━━━━━ Input records ━━━━━
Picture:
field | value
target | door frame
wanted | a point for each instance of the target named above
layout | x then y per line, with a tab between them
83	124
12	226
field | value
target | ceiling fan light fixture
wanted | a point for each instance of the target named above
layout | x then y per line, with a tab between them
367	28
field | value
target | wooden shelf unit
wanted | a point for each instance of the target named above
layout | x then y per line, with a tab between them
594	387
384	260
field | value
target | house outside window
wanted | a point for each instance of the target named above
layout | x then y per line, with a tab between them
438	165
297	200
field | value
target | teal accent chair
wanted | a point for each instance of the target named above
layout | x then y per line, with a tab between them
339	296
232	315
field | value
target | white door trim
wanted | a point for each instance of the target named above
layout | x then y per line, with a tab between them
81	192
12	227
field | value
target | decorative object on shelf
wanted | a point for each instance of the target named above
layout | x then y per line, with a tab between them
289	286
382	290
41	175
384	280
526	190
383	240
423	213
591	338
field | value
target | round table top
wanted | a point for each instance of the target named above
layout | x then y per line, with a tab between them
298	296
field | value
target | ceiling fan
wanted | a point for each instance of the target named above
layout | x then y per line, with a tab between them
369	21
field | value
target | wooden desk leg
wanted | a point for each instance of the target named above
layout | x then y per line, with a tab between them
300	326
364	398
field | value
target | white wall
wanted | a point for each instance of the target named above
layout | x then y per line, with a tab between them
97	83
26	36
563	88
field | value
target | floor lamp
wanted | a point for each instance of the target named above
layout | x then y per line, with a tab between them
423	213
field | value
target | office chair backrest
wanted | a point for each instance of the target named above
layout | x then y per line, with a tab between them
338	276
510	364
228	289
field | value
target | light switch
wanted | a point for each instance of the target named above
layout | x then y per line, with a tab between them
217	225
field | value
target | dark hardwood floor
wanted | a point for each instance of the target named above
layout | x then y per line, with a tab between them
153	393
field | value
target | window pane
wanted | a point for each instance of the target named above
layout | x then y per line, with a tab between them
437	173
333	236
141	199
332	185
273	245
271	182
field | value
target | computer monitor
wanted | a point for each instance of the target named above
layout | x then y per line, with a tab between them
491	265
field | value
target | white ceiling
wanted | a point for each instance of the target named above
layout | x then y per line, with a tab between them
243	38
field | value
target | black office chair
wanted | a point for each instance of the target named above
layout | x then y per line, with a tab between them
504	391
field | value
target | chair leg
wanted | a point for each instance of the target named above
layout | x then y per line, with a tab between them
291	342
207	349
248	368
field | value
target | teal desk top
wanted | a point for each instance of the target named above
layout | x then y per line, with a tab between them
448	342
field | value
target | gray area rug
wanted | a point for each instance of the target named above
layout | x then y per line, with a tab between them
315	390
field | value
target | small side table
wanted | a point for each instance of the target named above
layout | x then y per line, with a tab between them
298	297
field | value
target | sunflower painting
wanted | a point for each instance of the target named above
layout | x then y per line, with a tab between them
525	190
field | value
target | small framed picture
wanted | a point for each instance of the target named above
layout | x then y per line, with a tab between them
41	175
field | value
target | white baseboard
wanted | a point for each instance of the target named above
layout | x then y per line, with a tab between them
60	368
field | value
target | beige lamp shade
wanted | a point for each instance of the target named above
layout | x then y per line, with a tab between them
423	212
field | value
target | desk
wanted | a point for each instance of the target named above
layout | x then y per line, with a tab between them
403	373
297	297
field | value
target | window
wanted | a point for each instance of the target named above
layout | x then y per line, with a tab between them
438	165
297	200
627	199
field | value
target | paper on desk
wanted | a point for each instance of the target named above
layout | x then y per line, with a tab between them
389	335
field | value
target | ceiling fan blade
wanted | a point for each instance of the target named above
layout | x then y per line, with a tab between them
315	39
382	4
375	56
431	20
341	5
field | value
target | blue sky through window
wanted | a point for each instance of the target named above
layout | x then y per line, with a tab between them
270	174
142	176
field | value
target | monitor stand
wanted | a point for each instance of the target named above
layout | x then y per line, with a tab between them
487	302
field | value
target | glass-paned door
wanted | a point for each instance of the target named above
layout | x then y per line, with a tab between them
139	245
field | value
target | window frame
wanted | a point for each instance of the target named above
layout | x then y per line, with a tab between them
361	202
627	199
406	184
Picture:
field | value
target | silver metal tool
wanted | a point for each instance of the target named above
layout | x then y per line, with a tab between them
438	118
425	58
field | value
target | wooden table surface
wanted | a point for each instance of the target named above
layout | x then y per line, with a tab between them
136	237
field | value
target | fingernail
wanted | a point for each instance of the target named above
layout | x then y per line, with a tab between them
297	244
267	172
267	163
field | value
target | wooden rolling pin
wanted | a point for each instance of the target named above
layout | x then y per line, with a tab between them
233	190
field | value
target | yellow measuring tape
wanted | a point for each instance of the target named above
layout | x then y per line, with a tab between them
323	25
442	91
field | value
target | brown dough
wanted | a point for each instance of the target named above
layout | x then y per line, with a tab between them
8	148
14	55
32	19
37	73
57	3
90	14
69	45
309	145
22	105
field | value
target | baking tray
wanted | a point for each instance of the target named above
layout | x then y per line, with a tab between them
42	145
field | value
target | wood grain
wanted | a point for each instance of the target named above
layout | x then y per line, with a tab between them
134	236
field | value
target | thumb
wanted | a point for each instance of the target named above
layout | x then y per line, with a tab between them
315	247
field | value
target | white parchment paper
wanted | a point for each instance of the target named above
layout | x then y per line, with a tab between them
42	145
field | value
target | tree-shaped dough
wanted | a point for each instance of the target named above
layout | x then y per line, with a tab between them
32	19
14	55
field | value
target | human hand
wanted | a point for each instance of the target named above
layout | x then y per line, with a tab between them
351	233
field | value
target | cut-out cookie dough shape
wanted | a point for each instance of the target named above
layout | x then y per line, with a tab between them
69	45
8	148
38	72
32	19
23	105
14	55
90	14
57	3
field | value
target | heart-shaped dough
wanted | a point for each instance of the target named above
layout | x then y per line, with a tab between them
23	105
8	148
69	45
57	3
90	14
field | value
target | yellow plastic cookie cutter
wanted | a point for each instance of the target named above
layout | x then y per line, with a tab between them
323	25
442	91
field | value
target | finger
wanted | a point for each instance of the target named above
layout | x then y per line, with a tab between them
━━━━━
━━━━━ Input records ━━━━━
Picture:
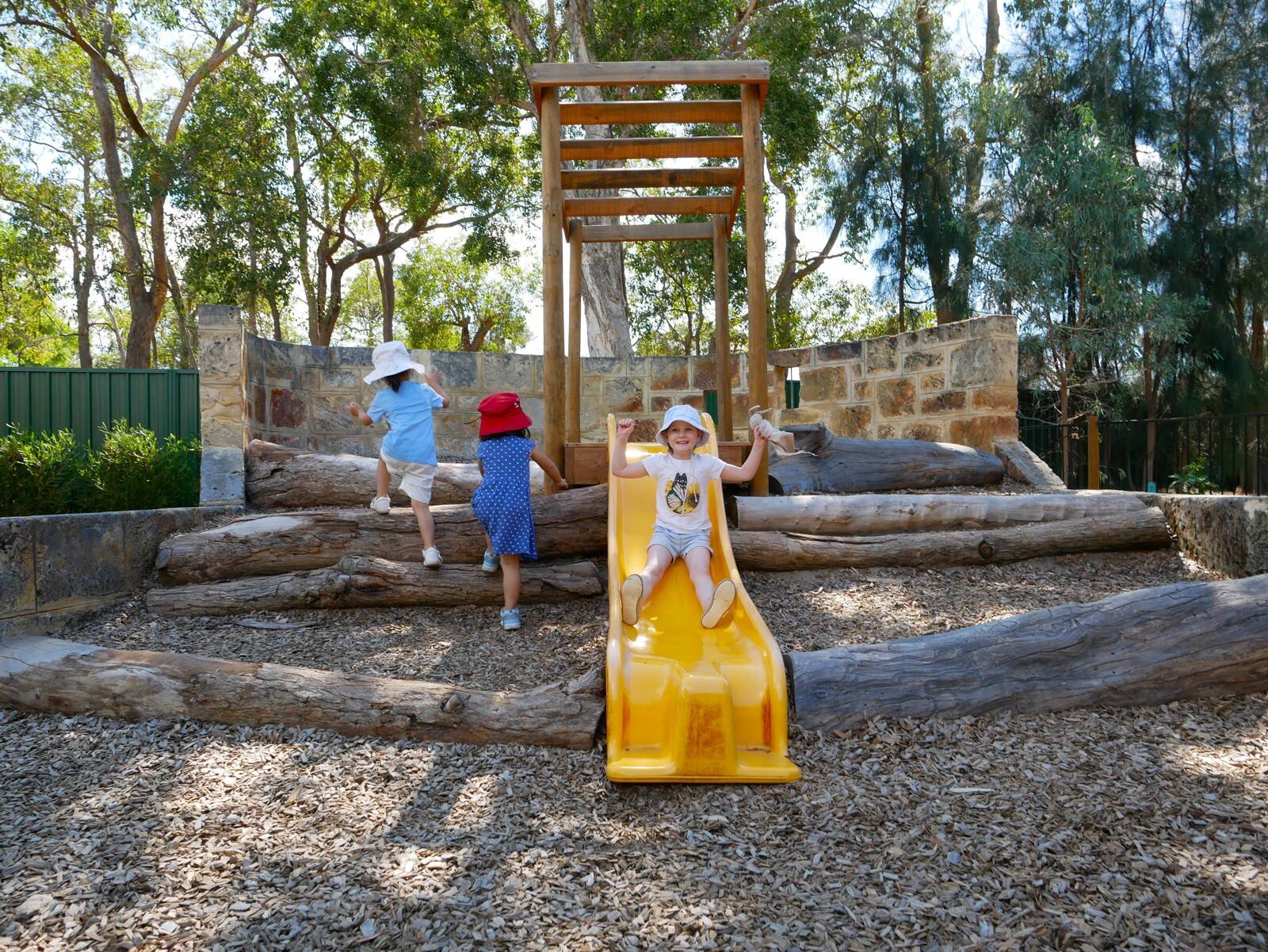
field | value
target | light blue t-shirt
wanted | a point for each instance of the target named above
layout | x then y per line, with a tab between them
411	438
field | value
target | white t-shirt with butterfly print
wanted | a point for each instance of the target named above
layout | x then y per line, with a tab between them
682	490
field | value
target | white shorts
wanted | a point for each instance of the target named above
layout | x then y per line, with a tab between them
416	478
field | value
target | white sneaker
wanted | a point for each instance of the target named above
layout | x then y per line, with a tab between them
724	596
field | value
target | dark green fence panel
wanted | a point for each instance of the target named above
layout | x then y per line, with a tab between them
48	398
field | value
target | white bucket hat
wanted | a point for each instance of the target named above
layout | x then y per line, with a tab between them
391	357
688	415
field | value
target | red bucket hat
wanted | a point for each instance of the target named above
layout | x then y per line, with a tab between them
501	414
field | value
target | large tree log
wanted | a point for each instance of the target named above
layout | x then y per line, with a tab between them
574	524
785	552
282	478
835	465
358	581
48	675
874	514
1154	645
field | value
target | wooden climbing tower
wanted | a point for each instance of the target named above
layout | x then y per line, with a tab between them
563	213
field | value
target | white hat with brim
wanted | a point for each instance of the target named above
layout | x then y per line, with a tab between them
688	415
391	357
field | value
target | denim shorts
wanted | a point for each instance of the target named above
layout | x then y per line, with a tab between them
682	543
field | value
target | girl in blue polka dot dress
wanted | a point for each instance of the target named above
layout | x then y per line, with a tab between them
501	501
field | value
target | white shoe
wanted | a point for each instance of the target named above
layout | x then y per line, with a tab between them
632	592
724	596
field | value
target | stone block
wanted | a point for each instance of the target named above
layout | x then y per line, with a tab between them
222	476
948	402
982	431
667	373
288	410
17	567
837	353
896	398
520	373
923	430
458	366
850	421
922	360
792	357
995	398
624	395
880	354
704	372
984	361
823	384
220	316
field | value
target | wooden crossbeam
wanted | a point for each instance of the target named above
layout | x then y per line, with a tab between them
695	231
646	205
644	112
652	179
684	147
━━━━━
━━━━━ Input records ━━━━━
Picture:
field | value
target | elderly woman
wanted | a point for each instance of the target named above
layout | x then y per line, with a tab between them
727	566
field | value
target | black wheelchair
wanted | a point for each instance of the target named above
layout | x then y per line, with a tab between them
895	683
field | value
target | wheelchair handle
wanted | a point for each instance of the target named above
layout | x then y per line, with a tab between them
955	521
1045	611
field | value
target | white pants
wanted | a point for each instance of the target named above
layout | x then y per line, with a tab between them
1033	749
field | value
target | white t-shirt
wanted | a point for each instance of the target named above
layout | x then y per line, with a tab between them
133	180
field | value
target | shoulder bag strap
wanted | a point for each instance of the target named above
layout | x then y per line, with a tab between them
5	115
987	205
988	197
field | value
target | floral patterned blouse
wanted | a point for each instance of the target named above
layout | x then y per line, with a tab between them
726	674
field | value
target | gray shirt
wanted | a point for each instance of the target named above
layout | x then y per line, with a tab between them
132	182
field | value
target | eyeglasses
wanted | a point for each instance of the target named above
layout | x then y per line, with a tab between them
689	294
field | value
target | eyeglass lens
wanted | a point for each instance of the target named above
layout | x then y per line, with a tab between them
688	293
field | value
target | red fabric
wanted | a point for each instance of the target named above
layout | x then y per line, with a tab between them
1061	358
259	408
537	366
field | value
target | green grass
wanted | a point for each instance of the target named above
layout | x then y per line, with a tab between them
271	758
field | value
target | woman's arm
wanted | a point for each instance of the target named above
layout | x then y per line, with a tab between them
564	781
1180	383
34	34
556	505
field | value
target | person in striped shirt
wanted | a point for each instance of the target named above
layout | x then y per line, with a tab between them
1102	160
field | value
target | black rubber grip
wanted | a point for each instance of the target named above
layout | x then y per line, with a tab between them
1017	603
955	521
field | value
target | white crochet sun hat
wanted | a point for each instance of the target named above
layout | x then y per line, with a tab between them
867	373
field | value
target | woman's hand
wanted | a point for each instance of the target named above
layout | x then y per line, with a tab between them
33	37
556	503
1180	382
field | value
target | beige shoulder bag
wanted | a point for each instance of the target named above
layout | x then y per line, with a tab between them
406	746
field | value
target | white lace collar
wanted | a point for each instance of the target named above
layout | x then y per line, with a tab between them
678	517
━━━━━
**What this task involves:** Pull out every line of the material above that contains the string "green". Case counts.

**Output of the exercise:**
target | dark green fence panel
target | green grass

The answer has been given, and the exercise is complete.